- REQUIREMENT -
Rewrite every line, starting with the line containing "Target: toasted bread slice" and going on through the end of the rows, offsetting each number in the point coordinates by -6 and leaving all other lines unchanged.

--- start of EXTRACTED INFORMATION ---

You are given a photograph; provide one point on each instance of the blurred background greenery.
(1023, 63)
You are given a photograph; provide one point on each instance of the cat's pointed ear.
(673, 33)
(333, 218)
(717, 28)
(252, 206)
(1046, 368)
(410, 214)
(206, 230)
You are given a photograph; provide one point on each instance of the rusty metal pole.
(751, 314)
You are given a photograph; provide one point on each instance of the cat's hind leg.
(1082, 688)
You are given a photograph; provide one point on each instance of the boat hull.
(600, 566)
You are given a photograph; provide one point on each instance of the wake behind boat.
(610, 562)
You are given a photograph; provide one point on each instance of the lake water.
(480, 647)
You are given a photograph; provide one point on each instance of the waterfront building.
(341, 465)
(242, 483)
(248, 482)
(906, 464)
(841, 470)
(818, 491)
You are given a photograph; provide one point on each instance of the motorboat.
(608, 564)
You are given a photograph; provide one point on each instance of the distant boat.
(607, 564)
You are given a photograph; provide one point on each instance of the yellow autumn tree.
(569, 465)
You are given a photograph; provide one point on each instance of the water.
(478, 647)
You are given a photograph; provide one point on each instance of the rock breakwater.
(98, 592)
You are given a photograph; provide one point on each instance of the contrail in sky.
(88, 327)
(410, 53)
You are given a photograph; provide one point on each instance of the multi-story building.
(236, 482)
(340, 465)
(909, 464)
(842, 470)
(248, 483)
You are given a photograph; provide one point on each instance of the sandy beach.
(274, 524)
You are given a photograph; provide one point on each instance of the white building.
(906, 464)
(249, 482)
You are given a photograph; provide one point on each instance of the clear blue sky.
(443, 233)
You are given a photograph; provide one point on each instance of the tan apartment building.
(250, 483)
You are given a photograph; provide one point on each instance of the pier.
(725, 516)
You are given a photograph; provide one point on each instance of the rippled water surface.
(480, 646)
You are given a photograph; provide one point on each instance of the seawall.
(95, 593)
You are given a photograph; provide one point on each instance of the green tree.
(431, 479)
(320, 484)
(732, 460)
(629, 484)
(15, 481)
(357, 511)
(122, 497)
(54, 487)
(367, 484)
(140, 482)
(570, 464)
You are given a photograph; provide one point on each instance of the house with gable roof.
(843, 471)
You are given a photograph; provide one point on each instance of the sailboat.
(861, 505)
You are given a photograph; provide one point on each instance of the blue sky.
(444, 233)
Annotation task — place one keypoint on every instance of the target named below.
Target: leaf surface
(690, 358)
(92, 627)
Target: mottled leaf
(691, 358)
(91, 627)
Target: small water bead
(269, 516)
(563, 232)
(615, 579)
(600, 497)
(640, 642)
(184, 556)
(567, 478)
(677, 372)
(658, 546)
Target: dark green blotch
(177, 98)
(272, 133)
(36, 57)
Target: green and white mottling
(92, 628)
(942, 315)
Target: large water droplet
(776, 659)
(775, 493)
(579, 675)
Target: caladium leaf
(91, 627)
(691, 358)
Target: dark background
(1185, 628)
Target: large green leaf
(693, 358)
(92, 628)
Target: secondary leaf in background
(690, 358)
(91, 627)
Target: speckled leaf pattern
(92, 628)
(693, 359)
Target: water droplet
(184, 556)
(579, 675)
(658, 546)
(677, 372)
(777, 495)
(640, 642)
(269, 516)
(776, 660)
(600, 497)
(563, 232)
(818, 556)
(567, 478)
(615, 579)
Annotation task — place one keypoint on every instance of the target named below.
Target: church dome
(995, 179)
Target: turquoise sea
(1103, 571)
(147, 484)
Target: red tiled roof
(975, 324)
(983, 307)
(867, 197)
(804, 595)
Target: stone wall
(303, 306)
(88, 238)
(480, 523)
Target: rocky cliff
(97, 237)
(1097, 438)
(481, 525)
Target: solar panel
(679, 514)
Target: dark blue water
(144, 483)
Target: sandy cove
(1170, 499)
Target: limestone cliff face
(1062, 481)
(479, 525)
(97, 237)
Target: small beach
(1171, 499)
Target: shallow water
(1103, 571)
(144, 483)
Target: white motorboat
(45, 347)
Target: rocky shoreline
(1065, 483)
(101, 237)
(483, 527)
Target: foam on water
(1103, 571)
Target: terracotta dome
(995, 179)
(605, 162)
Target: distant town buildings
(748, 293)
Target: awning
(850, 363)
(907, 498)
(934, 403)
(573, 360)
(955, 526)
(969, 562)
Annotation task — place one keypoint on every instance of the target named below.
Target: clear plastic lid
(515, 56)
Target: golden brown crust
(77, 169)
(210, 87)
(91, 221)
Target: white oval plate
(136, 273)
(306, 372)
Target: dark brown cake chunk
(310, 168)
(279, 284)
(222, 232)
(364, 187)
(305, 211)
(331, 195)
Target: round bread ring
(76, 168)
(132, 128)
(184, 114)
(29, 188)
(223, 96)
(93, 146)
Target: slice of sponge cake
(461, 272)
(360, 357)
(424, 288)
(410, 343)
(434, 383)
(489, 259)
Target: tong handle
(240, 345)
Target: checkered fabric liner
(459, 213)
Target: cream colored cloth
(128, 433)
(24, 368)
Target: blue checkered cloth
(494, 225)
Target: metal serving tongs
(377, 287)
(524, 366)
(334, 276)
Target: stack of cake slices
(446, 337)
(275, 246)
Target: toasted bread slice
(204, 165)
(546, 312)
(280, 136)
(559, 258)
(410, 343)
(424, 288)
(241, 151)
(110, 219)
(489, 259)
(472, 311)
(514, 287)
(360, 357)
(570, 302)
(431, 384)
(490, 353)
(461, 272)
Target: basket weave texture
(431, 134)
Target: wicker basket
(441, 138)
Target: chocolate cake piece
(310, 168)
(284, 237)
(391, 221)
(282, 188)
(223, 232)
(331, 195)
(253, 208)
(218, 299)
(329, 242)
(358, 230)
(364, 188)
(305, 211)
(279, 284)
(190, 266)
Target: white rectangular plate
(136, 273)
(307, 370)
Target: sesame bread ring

--- end of EXTRACTED INFORMATION ---

- RESULT OF THE TASK -
Target: toasted bread slice
(198, 159)
(540, 306)
(274, 130)
(553, 252)
(404, 337)
(418, 282)
(235, 145)
(104, 213)
(483, 253)
(466, 305)
(508, 281)
(354, 351)
(564, 296)
(425, 378)
(484, 347)
(455, 266)
Target: basket weave texture
(425, 128)
Target: wicker basket
(435, 132)
Target: chocolate cake piece
(304, 162)
(278, 231)
(385, 215)
(276, 182)
(217, 226)
(325, 189)
(247, 202)
(212, 293)
(323, 236)
(352, 224)
(358, 182)
(299, 205)
(273, 278)
(184, 260)
Target: white rectangular plate
(130, 267)
(301, 364)
Target: sesame bread ring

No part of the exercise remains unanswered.